◆ REQUIREMENT:
From the line that includes "det: white court" to the closing line of the data, please transcribe every line exactly and add nothing.

◆ DATA FOR THIS EXERCISE:

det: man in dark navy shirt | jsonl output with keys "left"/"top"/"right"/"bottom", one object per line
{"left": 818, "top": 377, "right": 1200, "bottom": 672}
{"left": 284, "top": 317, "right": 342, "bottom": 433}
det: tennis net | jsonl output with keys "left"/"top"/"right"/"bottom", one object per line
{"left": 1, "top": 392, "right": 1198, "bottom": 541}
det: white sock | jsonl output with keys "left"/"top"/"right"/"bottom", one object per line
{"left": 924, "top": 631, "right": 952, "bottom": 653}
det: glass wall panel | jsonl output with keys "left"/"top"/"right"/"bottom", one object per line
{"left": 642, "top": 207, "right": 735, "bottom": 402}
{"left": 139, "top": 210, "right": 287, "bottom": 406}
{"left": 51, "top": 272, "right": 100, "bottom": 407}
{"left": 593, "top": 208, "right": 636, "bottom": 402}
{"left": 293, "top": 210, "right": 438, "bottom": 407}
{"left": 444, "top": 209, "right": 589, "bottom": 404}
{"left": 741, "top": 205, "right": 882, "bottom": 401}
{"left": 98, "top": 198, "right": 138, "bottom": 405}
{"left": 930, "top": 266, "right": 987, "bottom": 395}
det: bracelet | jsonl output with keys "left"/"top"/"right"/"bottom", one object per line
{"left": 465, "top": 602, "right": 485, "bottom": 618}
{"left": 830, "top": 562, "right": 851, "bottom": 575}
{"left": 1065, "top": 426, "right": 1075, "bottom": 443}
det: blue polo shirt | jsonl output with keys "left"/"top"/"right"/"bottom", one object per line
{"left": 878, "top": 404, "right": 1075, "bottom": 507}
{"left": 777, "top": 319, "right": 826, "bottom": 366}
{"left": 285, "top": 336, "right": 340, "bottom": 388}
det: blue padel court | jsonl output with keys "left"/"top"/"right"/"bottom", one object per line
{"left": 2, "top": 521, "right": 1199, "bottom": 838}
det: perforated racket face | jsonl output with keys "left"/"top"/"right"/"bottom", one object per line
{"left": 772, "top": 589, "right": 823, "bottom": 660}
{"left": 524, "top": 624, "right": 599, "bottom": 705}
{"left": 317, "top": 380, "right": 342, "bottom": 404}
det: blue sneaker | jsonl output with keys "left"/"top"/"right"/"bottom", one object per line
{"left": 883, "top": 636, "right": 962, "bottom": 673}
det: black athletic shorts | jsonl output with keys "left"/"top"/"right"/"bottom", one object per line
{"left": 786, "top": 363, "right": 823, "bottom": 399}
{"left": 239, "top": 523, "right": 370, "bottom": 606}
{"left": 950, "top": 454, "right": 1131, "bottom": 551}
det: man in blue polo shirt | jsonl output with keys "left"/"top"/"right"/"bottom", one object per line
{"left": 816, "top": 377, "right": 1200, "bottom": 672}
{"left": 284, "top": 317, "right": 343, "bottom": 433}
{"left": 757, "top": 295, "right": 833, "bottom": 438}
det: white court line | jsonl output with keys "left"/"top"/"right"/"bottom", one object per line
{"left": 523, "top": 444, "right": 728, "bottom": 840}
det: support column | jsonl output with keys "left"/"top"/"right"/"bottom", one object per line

◆ EXERCISE RESULT:
det: white court line | jsonl output with keys "left"/"top"/"right"/"bottom", one object per line
{"left": 523, "top": 444, "right": 728, "bottom": 840}
det: support column | jsonl output with keys "left"/"top"/"right"/"bottom", one object per line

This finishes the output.